## Exercise objective:
Write the records out again, keeping each line exactly as it is.

Stored entries:
^^^^^^^^^^^^^^^^

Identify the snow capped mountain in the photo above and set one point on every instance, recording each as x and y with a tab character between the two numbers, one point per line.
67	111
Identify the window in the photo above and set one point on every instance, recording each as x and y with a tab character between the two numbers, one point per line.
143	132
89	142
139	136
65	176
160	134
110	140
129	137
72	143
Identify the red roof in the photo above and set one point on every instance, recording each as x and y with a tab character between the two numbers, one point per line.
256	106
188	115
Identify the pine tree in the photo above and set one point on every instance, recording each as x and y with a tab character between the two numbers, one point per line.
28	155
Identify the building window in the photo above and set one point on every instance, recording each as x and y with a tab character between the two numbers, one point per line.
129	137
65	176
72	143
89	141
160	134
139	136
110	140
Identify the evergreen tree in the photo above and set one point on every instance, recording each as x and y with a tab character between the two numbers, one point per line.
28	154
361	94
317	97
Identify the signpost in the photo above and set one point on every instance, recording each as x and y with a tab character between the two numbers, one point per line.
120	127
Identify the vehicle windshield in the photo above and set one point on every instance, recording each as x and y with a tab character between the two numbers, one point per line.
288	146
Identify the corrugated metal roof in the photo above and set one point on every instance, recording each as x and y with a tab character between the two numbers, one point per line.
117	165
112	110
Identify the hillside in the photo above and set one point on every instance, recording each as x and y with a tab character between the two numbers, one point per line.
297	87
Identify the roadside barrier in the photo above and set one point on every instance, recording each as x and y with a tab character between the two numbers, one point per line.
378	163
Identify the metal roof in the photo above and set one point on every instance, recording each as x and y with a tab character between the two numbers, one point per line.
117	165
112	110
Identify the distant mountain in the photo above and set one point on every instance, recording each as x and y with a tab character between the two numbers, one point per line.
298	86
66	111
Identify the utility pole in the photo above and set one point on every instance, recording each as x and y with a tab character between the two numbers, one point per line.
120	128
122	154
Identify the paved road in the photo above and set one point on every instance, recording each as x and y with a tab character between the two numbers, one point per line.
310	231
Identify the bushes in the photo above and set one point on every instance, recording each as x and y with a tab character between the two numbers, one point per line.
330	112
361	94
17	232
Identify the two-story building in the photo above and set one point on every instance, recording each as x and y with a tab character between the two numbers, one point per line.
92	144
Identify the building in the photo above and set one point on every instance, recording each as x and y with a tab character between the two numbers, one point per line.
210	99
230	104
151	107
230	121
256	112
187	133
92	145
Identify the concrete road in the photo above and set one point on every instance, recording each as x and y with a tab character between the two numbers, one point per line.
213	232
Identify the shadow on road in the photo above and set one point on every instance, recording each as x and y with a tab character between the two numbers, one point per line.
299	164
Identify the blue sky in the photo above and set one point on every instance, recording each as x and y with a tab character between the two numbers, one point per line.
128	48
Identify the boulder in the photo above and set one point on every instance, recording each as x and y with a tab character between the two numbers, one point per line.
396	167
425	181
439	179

^^^^^^^^^^^^^^^^

## Answer box:
Identify the snow capped mountain in the photo above and set one point on every instance, recording each as x and y with a tab character between the two numbers, one point per line.
67	111
Identify the window in the photo above and set one point on every instance, recording each as x and y with a tab character between the two numbers, one point per line.
143	132
89	142
139	136
65	176
160	134
110	140
129	137
72	143
Identify the red roof in the photo above and set one point on every instance, recording each as x and y with a tab character between the two numbers, one point per line.
256	106
188	115
Identify the pine tree in the photo above and set one point on every instance, recording each as x and y with a tab character between the two numbers, one point per line.
28	155
Identify the building window in the photo above and set one point on every instance, recording each as x and y with a tab character between the two numbers, one point per line.
129	137
65	176
72	143
89	141
160	134
139	136
110	140
Identify the evergreen tree in the photo above and set one point on every instance, recording each as x and y with a tab character between the two numbers, one point per line.
28	154
361	94
317	97
Identify the signpost in the photo above and set one point on every instance, recording each as x and y with a tab character between the two numbers, one point per line.
120	127
Identify the vehicle windshield in the photo above and set one point on every instance, recording each as x and y with a tab character between the two numbers, one point per line.
288	146
Identify the corrugated metal roof in the photo above and set one point on every instance, recording each as x and y with a tab character between the two numbers, one point per line.
117	165
112	110
Identify the hillside in the photo above and set one point on every instance, recording each as x and y with a tab character between the two numbers, one point per line.
297	87
Identify the roadside barrier in the photo above and set one point on every instance, recording each as x and y with a tab character between the two numbers, one point per line.
378	163
Identify the metal roof in the photo above and set one point on every instance, recording each as x and y with a tab character between the two numbers, one point per line.
117	165
112	110
Identify the distant mountain in the photo above and set one point on every instance, recording each as x and y with a tab character between the two numbers, one point per line.
298	86
66	111
Identify the utility pole in the photo above and set one point on every instance, recording each as x and y with a tab character between the two numbers, one point per line.
120	128
122	154
Identify the paved road in the photo above and set one point on every instance, recording each as x and y with a tab character between the two numbers, one point per line.
310	231
Identify the bushes in the photo above and set one point on every instance, recording each as x and y with a tab character between the two numbers, one point per line.
330	112
361	94
17	232
Identify the two-story building in the photo above and set one point on every instance, recording each as x and y with a tab character between the two numbers, one point per line.
92	144
Identify the building in the photo above and set one point on every instance, recording each as x and y with a tab character between the two numbers, one point per line.
210	99
230	104
151	107
230	121
256	112
187	133
92	145
Identify the concrete road in the photo above and set one point on every instance, recording each as x and y with a tab character between the two numbers, one point per line.
213	232
Identify the shadow on road in the photo above and set one point on every instance, recording each as x and y with a tab character between the two numbers, one point per line.
299	164
Identify the blue sky in the photo above and set one point on every instance, recording each as x and y with a tab character between the two numbers, one point per line.
128	48
Identify the boulder in the photo above and set one point on every instance, recording each as x and y with a tab character between the two numbers, one point per line.
396	167
425	181
439	179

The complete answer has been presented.